▸ **What this exercise asks**
1 - In the text about Escreo, where did the company equip its own factory?
2 - List the founders of Escreo named in the text about the company.

▸ **Excerpt**
^^^^^^^^^^^^^^^^
The founders of Escreo, Yassen Rusev, Elena Nikolova and Iskren Mitev, meet during an entrepreneurial program in the US in 2013. In the space where the training takes place, the walls are painted with marker as if they are whiteboards. Impressed by the idea, the young entrepreneurs decide to create their own product – a wall and furniture paint that allows multiple writing and drawing with a marker. The Eleven Fund foresees the potential of the idea and helps the team with financing and networking, by introducing them to specialists in the chemical sector. Thus the newcomer in the team – Manol Novakov, a long-time technologist, develops Escreo’s own formula for water-based coating, which allows tinting in different colors and endless writing, drawing and sharing of ideas on any surface.
The total investment in the project amounts to EUR 121 000, of which 85 000 are Eleven’s investment from the European Investment Bank. In a short time, Escreo gains popularity, doubles the sales, equips its own factory in Rousse, strengthens its positions on the Bulgarian market and starts its expansion to foreign markets.
Please tell us briefly about your investments in Sofia? What does your company do in Bulgaria and outside?
We are a technology company that produces innovative dry-erase paint that can transform any flat surface into a whiteboard of a new generation. Our product allows any wall or furniture in the office or home space to become a collaborative area for writing, drawing and sharing ideas. Although it’s based in Sofia, our business quickly sets its foot on foreign markets such as Romania, Germany and the Netherlands, with future development lying just around the corner.
^^^^^^^^^^^^^^^^
▸ **Dataset extract**
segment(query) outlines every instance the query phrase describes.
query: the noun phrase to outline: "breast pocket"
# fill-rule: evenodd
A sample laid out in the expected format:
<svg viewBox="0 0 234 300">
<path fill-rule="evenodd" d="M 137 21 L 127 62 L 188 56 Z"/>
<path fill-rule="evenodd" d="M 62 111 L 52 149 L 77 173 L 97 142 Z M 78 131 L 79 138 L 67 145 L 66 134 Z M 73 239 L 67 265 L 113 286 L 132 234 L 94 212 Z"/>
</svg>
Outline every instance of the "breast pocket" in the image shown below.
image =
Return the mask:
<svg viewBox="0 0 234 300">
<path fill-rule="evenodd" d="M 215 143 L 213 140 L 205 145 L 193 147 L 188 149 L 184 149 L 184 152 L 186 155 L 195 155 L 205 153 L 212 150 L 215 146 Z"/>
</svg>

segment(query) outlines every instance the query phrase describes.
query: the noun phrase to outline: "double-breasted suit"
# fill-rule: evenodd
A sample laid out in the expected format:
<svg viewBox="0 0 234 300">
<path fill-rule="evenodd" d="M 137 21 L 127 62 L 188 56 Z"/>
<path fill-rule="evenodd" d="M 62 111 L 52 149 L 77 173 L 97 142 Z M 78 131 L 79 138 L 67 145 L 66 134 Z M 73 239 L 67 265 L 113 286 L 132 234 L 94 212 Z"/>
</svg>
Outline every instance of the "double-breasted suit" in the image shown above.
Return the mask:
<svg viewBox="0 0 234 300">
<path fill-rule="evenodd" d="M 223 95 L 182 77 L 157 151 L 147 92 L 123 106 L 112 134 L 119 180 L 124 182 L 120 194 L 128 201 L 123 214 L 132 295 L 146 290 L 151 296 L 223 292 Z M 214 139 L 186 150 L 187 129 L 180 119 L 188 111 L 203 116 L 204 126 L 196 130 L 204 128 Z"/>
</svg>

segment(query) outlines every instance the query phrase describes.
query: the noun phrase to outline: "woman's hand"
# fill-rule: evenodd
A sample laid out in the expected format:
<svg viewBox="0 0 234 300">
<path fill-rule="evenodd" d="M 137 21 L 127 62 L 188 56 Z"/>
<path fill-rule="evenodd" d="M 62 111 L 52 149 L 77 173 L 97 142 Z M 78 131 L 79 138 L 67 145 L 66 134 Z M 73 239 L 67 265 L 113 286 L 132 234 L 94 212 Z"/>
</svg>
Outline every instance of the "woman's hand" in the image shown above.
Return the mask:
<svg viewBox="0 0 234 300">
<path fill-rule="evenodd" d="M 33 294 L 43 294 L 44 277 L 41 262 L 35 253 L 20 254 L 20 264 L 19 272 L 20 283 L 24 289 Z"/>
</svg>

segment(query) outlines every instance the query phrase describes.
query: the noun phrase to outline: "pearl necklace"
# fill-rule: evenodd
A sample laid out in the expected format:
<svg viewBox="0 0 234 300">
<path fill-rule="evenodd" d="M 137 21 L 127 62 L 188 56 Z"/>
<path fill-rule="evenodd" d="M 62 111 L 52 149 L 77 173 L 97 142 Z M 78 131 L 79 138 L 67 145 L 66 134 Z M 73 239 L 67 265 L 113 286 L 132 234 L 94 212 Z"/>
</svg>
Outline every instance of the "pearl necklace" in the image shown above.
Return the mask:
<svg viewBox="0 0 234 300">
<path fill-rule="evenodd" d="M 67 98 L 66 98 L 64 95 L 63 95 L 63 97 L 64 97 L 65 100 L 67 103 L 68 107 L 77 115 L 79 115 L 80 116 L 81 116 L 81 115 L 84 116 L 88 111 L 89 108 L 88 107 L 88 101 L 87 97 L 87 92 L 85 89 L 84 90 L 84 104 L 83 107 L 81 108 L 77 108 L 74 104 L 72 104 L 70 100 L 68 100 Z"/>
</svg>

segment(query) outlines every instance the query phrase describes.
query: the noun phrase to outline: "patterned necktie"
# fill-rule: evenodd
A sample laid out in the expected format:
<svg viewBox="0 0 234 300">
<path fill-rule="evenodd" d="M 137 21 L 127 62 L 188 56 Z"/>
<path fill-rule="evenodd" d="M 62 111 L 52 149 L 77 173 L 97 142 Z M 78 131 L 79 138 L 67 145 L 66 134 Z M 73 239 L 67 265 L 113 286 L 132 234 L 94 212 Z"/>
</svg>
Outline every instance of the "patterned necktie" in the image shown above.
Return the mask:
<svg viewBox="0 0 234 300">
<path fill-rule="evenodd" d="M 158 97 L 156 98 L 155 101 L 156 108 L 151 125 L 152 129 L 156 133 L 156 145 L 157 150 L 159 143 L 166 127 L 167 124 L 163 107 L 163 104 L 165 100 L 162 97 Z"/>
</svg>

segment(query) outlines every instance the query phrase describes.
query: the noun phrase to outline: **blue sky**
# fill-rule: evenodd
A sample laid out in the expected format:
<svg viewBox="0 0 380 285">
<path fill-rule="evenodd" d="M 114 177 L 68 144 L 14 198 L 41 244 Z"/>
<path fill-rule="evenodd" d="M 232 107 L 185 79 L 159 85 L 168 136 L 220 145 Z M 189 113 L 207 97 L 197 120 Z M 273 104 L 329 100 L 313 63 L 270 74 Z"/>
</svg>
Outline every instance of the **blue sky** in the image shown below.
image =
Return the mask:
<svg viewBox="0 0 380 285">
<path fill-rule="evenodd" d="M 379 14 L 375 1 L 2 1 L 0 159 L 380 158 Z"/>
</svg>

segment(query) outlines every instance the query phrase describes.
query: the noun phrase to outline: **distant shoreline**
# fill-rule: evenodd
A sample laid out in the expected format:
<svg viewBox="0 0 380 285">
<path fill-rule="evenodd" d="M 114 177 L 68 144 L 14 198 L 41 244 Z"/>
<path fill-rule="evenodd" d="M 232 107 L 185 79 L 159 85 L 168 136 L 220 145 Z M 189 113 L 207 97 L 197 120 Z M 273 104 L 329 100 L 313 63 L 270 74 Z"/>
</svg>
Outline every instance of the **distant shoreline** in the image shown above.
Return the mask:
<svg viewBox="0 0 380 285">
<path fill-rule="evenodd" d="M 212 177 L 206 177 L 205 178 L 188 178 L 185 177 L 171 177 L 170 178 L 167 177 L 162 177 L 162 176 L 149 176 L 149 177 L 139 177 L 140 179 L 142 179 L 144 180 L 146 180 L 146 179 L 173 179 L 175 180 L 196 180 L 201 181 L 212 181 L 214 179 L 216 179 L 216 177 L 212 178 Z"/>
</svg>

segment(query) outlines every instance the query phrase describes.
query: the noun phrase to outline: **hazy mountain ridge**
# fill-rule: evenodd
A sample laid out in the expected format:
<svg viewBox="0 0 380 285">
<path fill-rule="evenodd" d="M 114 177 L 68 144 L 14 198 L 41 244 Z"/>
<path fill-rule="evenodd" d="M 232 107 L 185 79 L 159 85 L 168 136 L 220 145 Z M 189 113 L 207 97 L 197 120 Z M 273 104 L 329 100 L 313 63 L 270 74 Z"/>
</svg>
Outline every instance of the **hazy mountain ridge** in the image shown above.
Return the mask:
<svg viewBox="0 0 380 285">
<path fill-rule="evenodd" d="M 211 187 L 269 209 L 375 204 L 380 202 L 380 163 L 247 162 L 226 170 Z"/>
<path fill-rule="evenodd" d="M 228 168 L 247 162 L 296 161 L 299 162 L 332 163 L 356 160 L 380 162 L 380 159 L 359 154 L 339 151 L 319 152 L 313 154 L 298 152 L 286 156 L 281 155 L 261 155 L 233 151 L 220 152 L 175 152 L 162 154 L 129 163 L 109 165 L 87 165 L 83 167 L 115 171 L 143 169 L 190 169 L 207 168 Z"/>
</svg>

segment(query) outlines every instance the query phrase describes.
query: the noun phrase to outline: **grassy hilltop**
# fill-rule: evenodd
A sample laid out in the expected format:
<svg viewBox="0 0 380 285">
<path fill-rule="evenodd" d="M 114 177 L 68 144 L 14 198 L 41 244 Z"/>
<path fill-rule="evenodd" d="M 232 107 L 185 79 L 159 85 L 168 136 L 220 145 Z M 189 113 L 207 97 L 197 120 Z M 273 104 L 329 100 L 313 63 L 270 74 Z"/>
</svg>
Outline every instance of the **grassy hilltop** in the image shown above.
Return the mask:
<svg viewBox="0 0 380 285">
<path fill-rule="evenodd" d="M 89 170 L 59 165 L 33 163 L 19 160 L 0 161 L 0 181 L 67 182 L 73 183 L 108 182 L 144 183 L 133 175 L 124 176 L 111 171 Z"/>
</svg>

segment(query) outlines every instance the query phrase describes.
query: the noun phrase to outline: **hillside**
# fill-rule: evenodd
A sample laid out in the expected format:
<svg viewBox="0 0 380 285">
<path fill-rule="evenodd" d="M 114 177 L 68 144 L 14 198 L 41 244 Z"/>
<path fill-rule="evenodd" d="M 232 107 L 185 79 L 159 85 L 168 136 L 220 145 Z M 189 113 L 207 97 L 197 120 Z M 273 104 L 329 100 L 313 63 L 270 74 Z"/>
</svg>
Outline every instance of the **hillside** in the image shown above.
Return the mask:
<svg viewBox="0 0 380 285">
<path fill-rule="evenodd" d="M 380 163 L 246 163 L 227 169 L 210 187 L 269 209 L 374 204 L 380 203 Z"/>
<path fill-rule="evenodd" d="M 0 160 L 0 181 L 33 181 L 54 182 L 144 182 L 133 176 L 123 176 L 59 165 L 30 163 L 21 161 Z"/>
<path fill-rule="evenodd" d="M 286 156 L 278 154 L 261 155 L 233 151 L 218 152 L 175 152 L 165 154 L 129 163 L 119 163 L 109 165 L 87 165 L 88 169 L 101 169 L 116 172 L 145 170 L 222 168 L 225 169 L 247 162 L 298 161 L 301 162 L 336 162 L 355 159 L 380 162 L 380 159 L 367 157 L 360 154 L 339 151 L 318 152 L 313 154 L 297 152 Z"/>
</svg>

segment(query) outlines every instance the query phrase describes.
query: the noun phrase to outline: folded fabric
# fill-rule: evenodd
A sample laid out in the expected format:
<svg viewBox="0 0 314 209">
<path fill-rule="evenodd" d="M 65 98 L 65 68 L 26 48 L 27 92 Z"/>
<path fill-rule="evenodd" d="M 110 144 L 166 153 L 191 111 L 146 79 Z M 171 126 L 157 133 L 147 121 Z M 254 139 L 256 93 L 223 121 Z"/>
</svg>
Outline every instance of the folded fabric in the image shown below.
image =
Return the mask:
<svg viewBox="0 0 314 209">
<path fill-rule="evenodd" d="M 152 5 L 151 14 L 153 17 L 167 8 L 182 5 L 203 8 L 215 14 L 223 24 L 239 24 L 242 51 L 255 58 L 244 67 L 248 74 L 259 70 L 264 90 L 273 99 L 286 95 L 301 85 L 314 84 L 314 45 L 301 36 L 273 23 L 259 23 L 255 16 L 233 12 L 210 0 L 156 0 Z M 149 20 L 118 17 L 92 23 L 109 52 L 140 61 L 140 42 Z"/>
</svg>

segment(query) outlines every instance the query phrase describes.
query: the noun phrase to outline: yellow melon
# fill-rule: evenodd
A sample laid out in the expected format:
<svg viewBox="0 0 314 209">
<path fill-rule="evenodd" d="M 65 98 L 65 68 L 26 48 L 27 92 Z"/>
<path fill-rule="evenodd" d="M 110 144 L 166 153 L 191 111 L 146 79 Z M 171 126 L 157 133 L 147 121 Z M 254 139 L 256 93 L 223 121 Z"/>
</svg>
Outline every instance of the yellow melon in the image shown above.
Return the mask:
^^^^^^^^^^^^^^^^
▸ **Written answers**
1 - Rousse

2 - Yassen Rusev, Elena Nikolova, Iskren Mitev